Stored data entries:
============================================================
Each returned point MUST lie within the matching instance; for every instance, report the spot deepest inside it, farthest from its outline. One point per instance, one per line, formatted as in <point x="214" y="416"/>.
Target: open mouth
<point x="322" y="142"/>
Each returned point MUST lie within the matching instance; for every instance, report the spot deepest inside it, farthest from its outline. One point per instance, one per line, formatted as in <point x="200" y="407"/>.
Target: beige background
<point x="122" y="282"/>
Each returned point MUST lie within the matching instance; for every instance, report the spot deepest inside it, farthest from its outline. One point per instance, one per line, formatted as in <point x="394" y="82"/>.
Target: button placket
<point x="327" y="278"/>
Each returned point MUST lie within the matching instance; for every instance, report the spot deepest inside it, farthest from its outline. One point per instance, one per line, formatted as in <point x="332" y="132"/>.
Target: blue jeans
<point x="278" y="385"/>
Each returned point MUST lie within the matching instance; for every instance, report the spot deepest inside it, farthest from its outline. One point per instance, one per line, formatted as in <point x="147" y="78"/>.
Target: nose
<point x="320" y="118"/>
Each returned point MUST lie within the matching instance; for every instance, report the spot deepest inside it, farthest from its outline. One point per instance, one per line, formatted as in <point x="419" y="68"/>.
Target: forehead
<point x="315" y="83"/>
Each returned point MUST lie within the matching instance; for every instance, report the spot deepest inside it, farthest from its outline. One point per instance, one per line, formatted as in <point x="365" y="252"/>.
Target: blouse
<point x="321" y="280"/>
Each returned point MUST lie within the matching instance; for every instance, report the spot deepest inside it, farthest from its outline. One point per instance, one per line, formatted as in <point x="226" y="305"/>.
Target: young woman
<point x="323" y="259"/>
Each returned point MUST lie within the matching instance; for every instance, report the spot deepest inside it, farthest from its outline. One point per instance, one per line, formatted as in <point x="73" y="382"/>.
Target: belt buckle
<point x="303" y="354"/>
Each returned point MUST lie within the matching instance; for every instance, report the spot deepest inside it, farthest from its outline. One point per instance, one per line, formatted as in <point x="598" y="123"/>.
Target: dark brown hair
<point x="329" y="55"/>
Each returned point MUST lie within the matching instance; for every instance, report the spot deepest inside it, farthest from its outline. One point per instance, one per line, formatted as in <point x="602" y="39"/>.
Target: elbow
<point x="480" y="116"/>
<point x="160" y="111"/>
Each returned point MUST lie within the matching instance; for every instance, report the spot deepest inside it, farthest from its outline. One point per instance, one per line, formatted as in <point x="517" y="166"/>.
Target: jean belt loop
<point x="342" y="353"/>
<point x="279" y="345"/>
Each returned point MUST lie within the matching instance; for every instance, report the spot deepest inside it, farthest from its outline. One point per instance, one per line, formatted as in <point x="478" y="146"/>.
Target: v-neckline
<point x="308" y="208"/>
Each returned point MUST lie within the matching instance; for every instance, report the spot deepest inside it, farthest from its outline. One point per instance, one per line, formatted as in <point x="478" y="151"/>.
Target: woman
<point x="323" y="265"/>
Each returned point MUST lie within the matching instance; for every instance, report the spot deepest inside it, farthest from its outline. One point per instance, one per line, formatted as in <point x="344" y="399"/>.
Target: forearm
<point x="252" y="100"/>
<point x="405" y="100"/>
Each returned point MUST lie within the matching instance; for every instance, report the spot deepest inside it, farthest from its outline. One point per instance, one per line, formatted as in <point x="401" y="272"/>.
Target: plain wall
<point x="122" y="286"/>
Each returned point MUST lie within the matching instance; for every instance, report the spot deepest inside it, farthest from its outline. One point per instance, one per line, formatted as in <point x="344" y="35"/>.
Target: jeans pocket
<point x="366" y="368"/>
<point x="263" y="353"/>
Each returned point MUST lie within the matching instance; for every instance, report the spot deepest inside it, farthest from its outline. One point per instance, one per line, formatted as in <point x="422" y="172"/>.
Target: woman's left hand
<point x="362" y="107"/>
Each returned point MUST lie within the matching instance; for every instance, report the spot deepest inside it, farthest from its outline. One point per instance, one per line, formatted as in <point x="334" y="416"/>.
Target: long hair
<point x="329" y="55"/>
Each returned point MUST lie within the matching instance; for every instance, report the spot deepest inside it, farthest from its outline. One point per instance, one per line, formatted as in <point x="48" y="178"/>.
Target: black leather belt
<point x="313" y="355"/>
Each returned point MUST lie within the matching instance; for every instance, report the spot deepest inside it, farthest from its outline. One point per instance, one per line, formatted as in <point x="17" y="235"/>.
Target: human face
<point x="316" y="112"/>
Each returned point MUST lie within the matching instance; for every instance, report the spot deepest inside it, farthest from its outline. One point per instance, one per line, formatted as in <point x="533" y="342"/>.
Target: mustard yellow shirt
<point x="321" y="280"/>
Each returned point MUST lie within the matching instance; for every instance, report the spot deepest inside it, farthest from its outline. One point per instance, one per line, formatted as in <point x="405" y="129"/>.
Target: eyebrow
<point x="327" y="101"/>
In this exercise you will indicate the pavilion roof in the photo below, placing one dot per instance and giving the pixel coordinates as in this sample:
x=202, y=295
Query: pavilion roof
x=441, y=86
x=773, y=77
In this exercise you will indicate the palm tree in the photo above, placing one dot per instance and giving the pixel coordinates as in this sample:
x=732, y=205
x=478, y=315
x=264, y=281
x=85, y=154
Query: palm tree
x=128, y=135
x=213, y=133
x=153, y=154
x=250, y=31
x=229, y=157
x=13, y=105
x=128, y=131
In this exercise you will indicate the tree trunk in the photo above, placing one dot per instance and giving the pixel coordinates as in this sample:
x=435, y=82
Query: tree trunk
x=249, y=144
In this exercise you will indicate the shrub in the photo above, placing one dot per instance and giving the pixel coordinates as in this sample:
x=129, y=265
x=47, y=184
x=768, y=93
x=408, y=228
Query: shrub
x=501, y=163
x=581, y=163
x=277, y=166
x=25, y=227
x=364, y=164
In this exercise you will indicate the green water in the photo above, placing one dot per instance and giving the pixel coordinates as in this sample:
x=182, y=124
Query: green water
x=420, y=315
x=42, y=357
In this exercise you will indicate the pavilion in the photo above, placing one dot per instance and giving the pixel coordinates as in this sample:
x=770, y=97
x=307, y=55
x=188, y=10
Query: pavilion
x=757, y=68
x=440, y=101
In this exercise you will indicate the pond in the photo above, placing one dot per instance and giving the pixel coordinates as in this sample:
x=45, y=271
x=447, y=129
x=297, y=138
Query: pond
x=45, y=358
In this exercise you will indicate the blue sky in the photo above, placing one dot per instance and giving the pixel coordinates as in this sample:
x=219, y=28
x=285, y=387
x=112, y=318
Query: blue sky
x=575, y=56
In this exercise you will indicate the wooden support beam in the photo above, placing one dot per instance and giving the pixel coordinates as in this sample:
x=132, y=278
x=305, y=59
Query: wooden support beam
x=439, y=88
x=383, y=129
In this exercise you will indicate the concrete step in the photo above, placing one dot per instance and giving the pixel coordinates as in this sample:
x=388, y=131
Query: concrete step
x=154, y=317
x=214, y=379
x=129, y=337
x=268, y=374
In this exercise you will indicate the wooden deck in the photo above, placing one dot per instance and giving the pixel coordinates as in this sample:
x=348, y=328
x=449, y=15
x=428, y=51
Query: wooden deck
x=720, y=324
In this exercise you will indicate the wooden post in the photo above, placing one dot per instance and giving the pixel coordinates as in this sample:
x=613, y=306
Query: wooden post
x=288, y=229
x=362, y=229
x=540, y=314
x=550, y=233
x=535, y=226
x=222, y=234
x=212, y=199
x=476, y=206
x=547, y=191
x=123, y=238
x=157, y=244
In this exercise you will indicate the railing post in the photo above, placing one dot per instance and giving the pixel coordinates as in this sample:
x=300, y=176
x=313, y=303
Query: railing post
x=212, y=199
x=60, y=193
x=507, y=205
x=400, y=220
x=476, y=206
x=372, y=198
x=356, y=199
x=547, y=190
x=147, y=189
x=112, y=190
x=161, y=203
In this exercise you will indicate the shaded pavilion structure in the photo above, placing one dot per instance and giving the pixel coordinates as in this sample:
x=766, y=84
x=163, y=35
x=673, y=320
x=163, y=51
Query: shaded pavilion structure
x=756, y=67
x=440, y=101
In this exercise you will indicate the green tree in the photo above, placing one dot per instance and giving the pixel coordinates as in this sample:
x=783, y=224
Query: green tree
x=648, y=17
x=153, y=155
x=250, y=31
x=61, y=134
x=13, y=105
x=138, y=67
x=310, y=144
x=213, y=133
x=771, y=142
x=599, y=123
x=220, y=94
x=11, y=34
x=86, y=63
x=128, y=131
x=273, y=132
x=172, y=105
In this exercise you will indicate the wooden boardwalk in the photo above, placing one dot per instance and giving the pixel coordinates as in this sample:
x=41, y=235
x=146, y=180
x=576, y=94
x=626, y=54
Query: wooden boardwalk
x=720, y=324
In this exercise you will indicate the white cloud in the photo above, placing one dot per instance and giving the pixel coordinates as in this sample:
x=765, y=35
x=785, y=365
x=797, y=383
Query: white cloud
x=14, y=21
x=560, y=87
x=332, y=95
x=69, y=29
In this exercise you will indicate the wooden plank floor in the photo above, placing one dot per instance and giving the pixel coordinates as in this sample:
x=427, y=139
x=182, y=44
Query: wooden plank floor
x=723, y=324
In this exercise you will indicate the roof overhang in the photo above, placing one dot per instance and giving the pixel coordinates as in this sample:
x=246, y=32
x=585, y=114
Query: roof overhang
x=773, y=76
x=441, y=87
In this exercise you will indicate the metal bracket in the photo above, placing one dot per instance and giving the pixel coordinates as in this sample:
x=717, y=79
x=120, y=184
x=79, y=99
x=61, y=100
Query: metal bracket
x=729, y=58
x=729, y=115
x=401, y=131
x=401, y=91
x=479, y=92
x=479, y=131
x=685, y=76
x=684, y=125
============================================================
**The task:**
Write out only those lines of the entries that lie between the line containing "x=717, y=79" and the last line, inclusive, reproducing them exactly.

**Solution to the problem:**
x=717, y=79
x=120, y=184
x=79, y=99
x=61, y=100
Query: metal bracket
x=729, y=58
x=729, y=115
x=401, y=131
x=401, y=91
x=479, y=92
x=479, y=131
x=685, y=76
x=684, y=125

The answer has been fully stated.